[Stored items]
__________

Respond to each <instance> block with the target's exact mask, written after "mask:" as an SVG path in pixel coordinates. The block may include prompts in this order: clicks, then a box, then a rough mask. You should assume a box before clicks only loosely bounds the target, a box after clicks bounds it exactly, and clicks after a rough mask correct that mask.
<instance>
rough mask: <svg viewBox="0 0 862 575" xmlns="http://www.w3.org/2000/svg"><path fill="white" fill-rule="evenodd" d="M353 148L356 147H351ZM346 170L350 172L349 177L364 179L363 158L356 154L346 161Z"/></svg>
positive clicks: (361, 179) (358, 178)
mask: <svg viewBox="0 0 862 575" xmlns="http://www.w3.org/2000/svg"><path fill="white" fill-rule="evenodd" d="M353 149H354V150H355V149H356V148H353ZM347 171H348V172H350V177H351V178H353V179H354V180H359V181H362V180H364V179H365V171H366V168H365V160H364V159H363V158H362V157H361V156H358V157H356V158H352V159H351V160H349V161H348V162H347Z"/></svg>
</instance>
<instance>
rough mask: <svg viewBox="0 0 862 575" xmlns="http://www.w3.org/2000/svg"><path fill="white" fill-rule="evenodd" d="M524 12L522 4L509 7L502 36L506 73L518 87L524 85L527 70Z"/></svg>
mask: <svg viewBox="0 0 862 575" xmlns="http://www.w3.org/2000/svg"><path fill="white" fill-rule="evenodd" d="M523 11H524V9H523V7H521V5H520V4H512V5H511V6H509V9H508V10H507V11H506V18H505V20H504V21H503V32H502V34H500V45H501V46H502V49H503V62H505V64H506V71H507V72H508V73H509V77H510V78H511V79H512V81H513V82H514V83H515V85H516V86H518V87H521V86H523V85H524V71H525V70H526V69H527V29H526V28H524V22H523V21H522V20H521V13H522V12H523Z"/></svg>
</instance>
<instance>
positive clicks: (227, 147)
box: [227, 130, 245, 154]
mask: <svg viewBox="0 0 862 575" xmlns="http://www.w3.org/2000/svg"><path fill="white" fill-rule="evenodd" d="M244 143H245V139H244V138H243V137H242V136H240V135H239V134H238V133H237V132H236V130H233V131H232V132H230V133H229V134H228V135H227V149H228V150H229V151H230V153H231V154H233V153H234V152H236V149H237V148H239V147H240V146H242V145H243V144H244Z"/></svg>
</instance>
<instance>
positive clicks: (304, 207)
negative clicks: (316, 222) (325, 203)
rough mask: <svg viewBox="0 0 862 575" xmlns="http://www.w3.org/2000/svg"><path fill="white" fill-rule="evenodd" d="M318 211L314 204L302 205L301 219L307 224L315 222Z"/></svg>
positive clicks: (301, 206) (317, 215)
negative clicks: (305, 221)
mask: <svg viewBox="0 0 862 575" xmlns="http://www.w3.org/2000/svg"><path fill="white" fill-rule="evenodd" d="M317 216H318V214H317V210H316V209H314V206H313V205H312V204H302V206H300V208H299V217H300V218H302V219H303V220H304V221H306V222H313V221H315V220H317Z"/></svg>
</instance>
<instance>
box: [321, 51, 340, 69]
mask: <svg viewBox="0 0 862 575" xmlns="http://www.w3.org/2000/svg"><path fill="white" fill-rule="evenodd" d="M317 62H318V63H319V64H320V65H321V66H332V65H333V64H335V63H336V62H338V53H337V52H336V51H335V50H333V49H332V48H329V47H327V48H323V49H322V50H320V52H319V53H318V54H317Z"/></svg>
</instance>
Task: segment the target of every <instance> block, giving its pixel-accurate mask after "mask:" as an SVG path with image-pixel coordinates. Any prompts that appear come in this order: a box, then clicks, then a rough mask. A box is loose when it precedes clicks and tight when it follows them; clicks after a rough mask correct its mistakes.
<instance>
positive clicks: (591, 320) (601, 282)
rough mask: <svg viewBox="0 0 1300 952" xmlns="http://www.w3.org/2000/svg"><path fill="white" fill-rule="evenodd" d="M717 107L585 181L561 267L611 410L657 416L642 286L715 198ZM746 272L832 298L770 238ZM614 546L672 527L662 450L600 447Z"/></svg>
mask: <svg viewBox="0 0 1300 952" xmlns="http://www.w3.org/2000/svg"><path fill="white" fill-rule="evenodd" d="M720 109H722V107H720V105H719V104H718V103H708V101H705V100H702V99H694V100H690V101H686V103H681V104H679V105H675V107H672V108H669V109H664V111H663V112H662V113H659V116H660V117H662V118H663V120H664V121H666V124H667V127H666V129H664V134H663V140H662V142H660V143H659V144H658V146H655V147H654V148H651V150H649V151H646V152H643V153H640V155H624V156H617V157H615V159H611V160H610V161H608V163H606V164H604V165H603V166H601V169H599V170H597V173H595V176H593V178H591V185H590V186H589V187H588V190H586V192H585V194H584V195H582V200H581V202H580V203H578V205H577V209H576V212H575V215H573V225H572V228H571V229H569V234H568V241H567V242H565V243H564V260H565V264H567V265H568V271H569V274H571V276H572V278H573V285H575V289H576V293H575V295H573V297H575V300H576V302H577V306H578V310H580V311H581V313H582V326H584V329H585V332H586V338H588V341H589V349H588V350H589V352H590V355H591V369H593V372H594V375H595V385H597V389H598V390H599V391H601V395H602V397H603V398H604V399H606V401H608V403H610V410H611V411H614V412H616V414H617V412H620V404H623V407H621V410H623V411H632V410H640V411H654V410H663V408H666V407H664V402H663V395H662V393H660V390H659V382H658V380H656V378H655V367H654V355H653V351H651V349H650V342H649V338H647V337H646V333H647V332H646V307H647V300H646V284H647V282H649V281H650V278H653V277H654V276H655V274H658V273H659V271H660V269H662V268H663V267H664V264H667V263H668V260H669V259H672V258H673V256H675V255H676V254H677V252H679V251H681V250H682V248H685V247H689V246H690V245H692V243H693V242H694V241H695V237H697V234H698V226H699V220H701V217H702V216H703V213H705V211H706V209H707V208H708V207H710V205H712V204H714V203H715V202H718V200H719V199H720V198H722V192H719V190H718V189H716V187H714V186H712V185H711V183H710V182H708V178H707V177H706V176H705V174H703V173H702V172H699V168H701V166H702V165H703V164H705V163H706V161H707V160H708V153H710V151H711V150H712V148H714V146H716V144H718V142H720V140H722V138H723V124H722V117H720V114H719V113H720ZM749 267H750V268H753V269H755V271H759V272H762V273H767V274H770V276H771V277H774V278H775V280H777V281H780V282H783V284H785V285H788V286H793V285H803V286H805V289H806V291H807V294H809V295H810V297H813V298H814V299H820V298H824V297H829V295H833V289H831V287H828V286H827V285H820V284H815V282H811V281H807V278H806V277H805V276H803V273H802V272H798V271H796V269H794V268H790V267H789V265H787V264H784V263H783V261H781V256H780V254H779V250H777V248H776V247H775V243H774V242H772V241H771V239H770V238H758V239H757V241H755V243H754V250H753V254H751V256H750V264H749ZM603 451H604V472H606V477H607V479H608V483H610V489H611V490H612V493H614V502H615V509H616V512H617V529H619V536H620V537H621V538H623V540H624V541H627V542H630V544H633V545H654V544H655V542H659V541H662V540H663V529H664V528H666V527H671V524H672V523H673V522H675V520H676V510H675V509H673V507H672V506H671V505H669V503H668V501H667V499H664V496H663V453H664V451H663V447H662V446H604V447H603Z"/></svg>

__________

Work item -> What you return should be the lines from the start of the data through the line with "negative clicks: (316, 222) (325, 203)", quoted exactly and nothing more.

Result ->
Respond to each <instance> block with the target's exact mask, written after "mask:" as an SVG path in pixel coordinates. The block may include prompts in this order: clicks, then a box, then a rough mask. You should assume a box before clicks only loosely bounds the target, a box after clicks bounds it exactly, and clicks after a rough mask correct that mask.
<instance>
rough mask: <svg viewBox="0 0 862 575" xmlns="http://www.w3.org/2000/svg"><path fill="white" fill-rule="evenodd" d="M353 148L356 147H351ZM346 170L350 172L349 177L364 179L363 158L356 154L346 161Z"/></svg>
positive clicks: (361, 179) (358, 178)
mask: <svg viewBox="0 0 862 575" xmlns="http://www.w3.org/2000/svg"><path fill="white" fill-rule="evenodd" d="M353 149H354V150H355V149H356V148H353ZM347 171H348V172H350V177H351V178H353V179H354V180H359V181H362V180H364V179H365V171H366V168H365V160H364V159H363V158H362V157H361V156H358V157H356V158H352V159H351V160H349V161H348V162H347Z"/></svg>
</instance>
<instance>
rough mask: <svg viewBox="0 0 862 575" xmlns="http://www.w3.org/2000/svg"><path fill="white" fill-rule="evenodd" d="M524 12L522 4L509 7L502 36L506 73L518 87L524 85L527 70Z"/></svg>
mask: <svg viewBox="0 0 862 575" xmlns="http://www.w3.org/2000/svg"><path fill="white" fill-rule="evenodd" d="M523 11H524V9H523V7H521V5H520V4H512V5H511V6H509V9H508V10H507V11H506V18H505V20H504V21H503V32H502V34H500V45H501V46H502V49H503V62H505V64H506V71H507V72H508V73H509V77H510V78H511V79H512V81H513V82H514V83H515V85H516V86H518V87H521V86H523V85H524V71H525V70H526V69H527V29H526V28H524V22H523V21H522V20H521V13H522V12H523Z"/></svg>
</instance>
<instance>
positive clicks: (227, 147)
box: [227, 130, 245, 154]
mask: <svg viewBox="0 0 862 575" xmlns="http://www.w3.org/2000/svg"><path fill="white" fill-rule="evenodd" d="M244 143H245V139H244V138H243V137H242V136H240V135H239V134H238V133H237V132H236V130H233V131H232V132H230V133H229V134H228V135H227V149H228V150H229V151H230V153H231V154H233V153H234V152H236V149H237V148H239V147H240V146H242V145H243V144H244Z"/></svg>
</instance>
<instance>
positive clicks: (304, 207)
negative clicks: (316, 222) (325, 203)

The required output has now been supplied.